Yönerge: Aşağıdaki Davutpaşa patlamasıyla ilgili yazıda "ve ikinci büyük" ifadesini içeren sözcüklerle açılıp "o suçlu olan!!!" ile kapanan kısmı, "seyirci kitlesinden" yerine "kalabalıktan" koyarak yeniden yazın.

Seçilmiş bölüm:
31 Ocak 2008 Perşembe

davutpaşa'da patlama

yapılmış tüm ihmalleri geçin, denetimi yapmayan ve evlerin olduğu semte sanayi merkezi kuran belediyeye yükleyin suçu, o işin kolay yolu, ama 17 ölünün neredeyse yarısı, hani şu sekiz kişinin neden öldüğünü önce bir düşünün! önce size bir diyalog, ilk küçük patlama sonrası bir an, bir yerde:
- len mahoların olduğu handa patlama olmuş
- anaaa deme
- hadi gidip bakak
- he ya bakak

olay yerinde:

- anaa bah bah, yangın çıkiii, vıyyy
- ulaa boşaltın burayı, başka patlama olabilir
- ne bağırıyon lan, biz de görek olan biteni
- abooov, ölü mü varmış?

ve ikinci büyük patlamada bu meraklı seyirci kitlesinden sekizi ölür! sonra da yok belediye suçlu da bilmem ne! sen merakını yenme, koştur seyre, sonra da güvenlik şeridini oluşturamayan görevliler suçlu olsun, ama bireyin kendisi asla suçlu değildir, hep başkasıdır o suçlu olan!!!

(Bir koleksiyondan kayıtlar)
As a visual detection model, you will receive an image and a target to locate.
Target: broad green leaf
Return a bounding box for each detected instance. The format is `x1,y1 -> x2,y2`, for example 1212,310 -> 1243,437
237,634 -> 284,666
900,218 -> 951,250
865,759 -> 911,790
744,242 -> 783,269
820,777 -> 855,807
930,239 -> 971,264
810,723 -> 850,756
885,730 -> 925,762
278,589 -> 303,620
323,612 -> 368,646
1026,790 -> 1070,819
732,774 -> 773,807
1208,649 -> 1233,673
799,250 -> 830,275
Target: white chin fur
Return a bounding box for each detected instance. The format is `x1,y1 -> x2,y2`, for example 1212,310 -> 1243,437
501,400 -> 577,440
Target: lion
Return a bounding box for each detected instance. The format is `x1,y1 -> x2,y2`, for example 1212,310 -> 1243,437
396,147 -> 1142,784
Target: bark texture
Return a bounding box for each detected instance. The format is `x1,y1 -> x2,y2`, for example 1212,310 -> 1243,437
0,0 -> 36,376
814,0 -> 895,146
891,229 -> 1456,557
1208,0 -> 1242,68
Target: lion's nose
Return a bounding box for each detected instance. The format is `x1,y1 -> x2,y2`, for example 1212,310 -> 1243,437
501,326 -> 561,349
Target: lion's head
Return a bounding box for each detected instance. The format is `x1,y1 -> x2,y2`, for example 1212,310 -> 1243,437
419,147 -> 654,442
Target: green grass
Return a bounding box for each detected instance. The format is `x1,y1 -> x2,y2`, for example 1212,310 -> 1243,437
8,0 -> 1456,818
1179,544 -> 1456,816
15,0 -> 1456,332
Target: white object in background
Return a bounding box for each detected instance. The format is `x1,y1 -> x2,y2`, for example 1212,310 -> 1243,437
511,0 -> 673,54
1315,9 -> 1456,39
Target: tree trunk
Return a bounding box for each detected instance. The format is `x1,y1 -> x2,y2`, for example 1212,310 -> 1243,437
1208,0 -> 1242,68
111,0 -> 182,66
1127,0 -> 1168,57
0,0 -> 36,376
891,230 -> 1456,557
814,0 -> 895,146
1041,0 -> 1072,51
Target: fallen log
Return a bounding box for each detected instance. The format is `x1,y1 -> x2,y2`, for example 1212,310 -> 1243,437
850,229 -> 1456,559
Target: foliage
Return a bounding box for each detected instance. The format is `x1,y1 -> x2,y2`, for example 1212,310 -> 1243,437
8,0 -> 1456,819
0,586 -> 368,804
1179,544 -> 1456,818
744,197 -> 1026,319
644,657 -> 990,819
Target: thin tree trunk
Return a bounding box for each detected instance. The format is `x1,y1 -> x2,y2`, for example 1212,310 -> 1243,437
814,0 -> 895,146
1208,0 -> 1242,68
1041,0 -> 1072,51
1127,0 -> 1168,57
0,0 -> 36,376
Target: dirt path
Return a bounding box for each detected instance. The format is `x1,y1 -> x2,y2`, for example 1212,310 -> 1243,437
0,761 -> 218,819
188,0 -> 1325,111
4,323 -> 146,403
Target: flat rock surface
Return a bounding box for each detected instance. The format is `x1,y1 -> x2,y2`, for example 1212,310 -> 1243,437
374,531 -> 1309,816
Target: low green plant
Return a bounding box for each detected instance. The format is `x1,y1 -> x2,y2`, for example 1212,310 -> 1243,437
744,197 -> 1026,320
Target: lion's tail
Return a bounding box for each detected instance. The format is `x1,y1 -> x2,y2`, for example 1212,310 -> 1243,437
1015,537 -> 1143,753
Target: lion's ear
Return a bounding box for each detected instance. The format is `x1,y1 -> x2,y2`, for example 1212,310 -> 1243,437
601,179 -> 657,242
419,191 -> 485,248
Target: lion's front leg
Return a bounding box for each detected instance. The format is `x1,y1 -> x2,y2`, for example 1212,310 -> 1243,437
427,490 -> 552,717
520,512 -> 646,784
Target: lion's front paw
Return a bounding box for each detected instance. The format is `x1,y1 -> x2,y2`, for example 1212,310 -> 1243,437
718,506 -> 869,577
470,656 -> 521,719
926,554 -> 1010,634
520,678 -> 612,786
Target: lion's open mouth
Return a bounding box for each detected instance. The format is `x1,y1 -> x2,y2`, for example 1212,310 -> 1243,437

Eksiksiz yanıt:
ve ikinci büyük patlamada bu meraklı kalabalıktan sekizi ölür! sonra da yok belediye suçlu da bilmem ne! sen merakını yenme, koştur seyre, sonra da güvenlik şeridini oluşturamayan görevliler suçlu olsun, ama bireyin kendisi asla suçlu değildir, hep başkasıdır o suçlu olan!!!